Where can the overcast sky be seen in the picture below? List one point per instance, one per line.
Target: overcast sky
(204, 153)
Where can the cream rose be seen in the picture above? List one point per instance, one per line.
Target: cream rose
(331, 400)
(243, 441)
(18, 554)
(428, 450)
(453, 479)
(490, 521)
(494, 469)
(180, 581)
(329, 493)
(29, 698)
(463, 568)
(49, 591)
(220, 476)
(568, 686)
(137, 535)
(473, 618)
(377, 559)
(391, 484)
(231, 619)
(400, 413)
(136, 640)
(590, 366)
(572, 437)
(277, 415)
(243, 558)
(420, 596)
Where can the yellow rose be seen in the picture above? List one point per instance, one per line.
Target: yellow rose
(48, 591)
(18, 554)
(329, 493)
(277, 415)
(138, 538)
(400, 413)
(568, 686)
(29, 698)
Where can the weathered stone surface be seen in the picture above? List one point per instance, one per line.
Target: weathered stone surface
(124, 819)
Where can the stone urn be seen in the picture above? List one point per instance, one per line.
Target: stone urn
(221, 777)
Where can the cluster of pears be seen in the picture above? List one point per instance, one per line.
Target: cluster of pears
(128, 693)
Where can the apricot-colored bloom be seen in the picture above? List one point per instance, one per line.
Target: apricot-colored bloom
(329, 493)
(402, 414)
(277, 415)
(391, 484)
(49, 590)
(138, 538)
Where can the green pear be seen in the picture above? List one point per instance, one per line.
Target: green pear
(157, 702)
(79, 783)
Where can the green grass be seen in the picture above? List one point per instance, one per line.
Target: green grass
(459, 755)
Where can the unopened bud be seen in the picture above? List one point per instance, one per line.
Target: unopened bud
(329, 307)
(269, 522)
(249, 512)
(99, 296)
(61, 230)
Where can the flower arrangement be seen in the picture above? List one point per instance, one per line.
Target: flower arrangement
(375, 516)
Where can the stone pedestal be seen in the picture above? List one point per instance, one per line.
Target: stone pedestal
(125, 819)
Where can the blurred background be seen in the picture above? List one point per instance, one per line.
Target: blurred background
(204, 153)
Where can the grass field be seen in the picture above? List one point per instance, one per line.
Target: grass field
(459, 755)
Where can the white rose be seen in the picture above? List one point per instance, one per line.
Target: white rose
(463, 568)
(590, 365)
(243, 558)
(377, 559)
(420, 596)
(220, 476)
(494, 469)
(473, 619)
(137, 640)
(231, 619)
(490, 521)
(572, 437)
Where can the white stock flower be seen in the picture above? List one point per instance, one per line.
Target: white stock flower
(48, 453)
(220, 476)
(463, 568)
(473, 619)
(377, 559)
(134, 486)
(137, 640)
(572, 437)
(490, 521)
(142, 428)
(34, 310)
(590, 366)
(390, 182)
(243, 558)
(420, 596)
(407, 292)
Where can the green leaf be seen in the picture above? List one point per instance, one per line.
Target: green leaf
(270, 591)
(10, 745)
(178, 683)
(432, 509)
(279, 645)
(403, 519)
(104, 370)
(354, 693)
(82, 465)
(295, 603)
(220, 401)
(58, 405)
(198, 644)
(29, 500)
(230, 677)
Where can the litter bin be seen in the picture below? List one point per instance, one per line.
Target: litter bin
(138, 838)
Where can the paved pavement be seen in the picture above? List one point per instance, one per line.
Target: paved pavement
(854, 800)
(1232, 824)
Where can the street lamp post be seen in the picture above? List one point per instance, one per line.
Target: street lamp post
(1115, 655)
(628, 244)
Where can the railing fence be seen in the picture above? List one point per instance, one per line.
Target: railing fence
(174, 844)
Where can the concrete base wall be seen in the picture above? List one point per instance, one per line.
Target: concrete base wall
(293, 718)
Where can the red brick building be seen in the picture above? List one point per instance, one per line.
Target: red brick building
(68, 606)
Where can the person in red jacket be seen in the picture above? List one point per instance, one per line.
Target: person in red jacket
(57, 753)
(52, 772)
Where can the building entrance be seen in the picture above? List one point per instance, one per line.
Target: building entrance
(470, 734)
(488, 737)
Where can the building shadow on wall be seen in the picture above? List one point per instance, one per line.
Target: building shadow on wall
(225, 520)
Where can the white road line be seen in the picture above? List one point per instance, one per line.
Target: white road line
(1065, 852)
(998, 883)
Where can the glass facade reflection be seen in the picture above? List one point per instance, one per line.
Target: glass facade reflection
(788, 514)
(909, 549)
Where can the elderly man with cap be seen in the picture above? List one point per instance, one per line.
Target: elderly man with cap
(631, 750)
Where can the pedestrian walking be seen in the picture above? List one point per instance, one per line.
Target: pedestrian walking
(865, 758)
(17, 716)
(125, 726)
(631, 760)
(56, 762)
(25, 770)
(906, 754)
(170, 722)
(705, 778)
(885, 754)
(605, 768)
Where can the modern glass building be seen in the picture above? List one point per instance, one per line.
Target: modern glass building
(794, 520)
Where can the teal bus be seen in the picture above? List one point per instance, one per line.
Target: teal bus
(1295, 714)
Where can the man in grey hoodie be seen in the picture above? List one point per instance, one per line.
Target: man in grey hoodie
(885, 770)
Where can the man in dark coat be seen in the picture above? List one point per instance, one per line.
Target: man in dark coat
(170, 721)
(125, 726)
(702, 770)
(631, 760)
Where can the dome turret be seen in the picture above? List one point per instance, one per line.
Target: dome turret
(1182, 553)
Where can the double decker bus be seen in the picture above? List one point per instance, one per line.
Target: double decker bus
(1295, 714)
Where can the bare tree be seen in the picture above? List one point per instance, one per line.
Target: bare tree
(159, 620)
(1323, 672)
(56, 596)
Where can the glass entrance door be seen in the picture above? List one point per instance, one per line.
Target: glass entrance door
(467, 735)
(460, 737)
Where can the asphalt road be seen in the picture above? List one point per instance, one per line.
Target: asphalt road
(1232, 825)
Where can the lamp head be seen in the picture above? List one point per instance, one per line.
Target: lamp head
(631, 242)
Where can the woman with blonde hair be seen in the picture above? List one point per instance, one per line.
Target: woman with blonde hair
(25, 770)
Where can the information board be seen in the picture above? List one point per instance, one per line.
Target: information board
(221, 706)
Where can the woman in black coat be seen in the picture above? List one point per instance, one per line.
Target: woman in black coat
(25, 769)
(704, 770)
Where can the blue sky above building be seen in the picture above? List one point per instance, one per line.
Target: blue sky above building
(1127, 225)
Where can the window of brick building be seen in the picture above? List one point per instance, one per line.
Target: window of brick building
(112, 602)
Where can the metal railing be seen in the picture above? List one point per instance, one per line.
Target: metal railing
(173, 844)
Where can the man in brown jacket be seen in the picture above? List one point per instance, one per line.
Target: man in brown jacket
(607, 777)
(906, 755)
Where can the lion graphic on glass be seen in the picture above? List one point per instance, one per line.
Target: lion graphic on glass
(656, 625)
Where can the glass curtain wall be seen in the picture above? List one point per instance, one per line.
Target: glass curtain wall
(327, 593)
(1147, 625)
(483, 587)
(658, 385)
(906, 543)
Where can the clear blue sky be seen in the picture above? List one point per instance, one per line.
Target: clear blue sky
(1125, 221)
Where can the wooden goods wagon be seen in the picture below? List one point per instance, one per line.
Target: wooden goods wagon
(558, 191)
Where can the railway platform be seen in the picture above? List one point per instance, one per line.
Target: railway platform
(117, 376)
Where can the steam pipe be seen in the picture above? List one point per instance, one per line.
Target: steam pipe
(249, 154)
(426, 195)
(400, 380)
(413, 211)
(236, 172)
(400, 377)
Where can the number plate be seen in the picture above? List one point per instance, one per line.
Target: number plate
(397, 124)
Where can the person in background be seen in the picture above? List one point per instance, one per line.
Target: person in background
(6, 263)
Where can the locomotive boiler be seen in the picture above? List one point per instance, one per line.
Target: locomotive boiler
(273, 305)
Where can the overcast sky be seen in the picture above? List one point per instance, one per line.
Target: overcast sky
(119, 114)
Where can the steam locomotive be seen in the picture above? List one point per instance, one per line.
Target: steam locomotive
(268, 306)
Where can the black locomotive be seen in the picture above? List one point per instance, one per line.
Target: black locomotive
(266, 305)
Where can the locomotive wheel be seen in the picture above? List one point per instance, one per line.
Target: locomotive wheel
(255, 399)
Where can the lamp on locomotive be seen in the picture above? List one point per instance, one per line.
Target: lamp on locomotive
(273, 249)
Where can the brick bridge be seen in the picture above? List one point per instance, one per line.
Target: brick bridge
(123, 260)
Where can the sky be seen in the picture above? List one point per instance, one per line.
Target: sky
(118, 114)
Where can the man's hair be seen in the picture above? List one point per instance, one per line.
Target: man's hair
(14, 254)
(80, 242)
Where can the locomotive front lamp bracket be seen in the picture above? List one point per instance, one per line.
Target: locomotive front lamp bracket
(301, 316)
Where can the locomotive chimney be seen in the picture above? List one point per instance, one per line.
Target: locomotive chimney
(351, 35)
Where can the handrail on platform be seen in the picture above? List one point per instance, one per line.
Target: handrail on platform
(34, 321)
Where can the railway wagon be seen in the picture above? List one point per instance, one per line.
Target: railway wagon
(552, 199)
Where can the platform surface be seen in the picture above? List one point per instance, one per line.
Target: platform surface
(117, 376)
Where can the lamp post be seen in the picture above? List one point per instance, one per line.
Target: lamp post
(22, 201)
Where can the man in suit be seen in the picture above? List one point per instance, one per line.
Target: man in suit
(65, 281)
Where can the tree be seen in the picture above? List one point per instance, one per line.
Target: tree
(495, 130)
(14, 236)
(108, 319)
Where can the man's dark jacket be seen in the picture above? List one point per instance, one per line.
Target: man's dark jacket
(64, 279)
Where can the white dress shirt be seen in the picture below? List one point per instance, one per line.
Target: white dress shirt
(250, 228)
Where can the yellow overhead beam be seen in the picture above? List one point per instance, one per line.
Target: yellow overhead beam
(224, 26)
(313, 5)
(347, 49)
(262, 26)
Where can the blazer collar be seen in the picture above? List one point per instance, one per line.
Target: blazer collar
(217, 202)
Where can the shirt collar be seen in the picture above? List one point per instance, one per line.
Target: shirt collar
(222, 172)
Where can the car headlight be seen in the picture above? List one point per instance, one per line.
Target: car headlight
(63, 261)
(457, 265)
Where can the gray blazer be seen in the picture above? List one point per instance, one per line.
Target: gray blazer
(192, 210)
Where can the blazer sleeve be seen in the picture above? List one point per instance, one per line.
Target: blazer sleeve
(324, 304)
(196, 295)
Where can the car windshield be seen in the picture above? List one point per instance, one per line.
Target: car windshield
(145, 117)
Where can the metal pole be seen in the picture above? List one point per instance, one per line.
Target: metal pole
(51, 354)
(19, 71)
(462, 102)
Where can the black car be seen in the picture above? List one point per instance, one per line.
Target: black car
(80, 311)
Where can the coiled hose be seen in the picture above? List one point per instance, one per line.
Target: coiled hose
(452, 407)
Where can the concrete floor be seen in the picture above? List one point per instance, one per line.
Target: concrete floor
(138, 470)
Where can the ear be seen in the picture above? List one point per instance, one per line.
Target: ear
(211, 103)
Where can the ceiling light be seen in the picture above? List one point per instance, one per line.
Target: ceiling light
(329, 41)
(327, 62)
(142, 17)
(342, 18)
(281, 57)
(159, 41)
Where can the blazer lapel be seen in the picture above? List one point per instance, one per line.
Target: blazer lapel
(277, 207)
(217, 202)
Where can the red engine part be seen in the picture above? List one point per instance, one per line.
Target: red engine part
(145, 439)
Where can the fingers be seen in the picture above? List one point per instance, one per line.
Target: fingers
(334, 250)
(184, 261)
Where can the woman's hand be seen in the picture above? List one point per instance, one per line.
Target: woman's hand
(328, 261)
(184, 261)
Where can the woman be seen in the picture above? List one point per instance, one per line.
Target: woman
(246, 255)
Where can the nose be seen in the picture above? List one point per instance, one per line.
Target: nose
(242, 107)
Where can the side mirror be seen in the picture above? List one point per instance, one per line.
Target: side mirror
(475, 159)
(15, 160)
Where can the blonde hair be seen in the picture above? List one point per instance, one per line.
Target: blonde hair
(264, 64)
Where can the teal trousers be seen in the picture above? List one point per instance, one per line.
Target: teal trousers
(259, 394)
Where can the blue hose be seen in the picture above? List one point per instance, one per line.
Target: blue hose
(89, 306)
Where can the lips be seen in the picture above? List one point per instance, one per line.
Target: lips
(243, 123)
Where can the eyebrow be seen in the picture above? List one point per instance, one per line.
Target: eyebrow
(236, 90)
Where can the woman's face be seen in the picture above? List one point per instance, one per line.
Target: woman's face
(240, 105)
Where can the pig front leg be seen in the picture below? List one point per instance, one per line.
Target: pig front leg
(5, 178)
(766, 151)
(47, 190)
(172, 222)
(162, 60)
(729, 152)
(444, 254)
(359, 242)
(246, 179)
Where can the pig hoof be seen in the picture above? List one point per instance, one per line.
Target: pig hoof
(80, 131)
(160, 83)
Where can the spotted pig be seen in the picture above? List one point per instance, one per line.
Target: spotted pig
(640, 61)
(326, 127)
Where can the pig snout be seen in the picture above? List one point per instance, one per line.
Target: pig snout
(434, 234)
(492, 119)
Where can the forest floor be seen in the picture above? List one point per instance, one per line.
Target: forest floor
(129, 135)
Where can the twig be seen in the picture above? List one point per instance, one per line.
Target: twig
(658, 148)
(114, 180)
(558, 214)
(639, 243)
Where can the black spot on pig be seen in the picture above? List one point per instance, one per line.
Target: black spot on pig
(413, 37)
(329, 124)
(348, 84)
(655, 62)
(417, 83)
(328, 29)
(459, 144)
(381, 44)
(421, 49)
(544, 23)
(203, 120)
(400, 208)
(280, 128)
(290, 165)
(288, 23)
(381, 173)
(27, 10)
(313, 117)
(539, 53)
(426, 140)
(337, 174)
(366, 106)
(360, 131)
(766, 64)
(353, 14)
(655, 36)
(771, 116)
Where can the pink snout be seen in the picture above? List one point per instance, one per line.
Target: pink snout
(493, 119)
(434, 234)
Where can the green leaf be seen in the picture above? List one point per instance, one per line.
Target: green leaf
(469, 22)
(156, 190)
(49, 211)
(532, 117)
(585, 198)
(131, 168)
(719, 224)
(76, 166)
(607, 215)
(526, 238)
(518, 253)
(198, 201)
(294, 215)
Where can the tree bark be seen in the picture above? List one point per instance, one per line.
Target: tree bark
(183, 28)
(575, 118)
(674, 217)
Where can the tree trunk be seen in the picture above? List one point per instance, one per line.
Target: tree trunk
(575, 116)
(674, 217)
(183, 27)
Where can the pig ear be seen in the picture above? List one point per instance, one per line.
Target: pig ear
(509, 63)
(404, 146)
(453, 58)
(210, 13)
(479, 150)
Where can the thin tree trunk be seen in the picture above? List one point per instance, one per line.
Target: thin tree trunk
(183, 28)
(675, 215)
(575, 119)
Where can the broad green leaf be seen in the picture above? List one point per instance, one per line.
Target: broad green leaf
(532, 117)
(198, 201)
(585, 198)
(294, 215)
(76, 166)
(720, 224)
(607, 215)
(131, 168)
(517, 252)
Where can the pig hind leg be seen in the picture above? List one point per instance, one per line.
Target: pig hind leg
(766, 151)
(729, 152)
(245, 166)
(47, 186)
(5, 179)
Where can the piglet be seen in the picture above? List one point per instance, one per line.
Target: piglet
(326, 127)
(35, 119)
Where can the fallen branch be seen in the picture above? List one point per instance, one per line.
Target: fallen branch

= = = =

▸ **Your objective**
Begin with the line containing "Target: piglet" and repeat each line exactly until the records above end.

▸ **Solution to this exercise**
Target: piglet
(326, 127)
(35, 119)
Where can the fallen branch be seen in the picture above? List one point per instance, one per line.
Target: fallen branch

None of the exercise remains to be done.